-- PASSAGE TO READ follows --

Somehow, the folks in charge of the University of Maryland are going to – in their words – “honor the memory of Jordan McNair” while reinstating the head football coach who oversaw the practice conditions that led to McNair’s death. If you can square the circle created by those two things, you are better than I am. The way the Washington Post reports the story, university president Wallace Loh was told by the Board of Regents to reinstate Coach DJ Durklin or be fired himself. Loh’s recommendation to the Board of Regents had been to fire Durklin based on investigations into the football program and the circumstances surrounding Jordan McNair’s death. Loh reinstated Durkin and simultaneously announced his intention to leave the university in June 2019.
The return of Durkin did not go over all that well with the team. According to reports, several of the players walked out of his first meeting with the team since he had been placed on paid administrative leave back in early August. That gesture leads directly to a key point in this sordid mess:
- What’s next?

-- PASSAGE TO READ concluded --
-- DATA RECORDS follows --

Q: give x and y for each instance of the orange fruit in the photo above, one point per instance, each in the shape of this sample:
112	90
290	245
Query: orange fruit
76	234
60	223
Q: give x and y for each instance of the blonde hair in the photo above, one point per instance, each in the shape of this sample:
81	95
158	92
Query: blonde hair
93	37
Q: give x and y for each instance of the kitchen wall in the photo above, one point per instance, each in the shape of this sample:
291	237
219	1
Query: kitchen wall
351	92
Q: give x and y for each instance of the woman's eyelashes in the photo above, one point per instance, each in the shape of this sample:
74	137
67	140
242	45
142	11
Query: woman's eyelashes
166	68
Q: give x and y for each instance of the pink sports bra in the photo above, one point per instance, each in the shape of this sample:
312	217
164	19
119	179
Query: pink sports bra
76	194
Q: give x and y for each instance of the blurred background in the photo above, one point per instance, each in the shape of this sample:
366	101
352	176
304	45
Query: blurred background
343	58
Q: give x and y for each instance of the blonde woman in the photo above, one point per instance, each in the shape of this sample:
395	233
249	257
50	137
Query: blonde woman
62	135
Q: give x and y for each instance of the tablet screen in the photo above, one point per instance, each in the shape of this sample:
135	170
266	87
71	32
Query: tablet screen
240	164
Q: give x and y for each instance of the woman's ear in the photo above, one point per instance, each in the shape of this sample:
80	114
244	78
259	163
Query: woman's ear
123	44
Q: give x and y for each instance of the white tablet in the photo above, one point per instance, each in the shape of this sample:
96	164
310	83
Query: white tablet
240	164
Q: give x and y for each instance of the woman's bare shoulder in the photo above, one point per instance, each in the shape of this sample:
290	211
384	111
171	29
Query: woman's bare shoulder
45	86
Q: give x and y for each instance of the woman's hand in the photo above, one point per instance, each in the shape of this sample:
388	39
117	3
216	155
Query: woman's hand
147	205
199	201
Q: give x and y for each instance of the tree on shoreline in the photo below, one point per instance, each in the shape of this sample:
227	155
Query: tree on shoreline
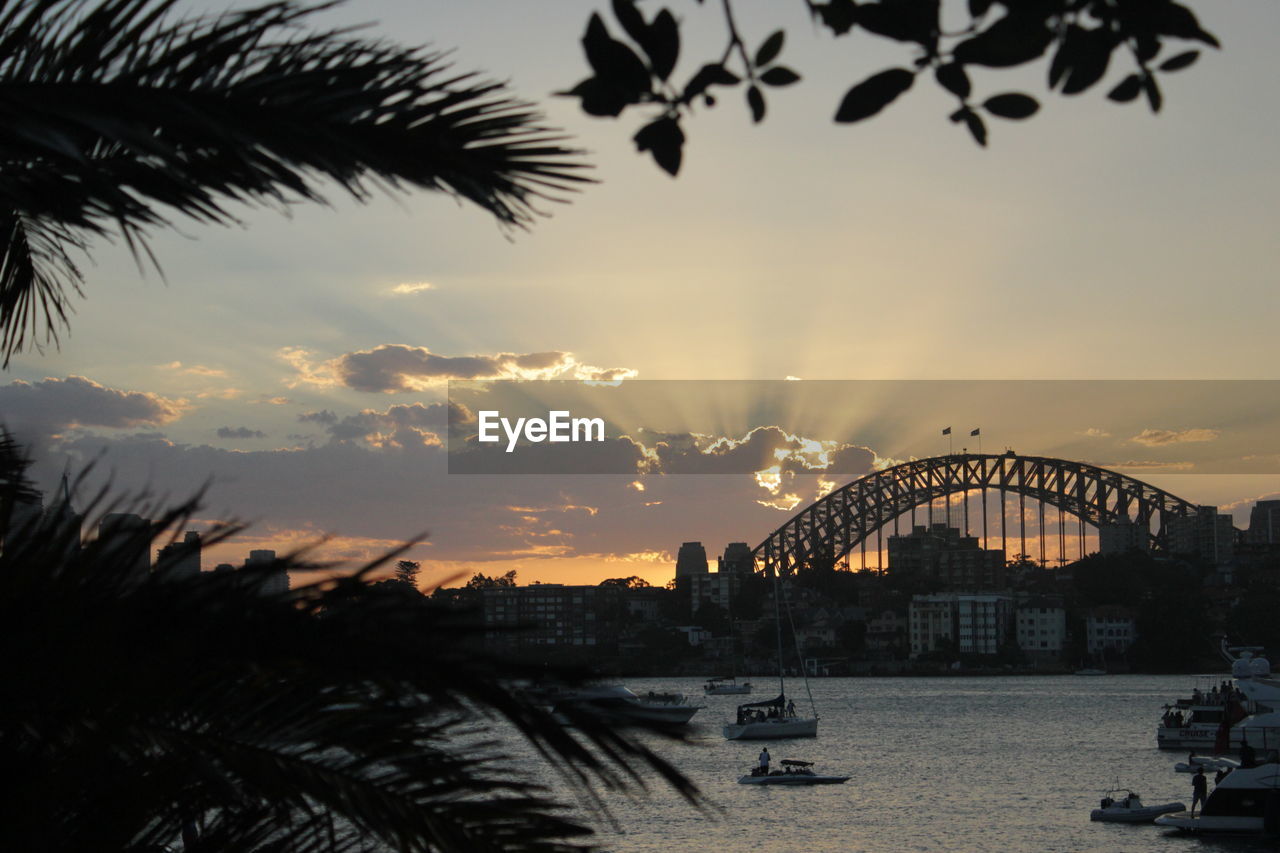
119	115
945	41
137	712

-- DATA RECORDS concluded --

• _EXERCISE TASKS_:
1. Repeat everything from "The return of" down to "- What’s next?" in the passage on the University of Maryland football program.
2. In the passage on the University of Maryland football program, when did Wallace Loh say he intended to leave the university?
3. In the passage on the University of Maryland football program, turn the paragraph beginning "The return of Durkin did not go over" into a short list that keeps its main facts.
None of the data is needed here.

• _RESPONSES BY ITEM NUMBER_:
1.
The return of Durkin did not go over all that well with the team. According to reports, several of the players walked out of his first meeting with the team since he had been placed on paid administrative leave back in early August. That gesture leads directly to a key point in this sordid mess:
- What’s next?

2. In June 2019.

3.
- Durkin's return was poorly received by the team.
- Reports say several players walked out of his first meeting with the team since he was placed on paid administrative leave in early August.
- That walkout leads to a key point in the affair.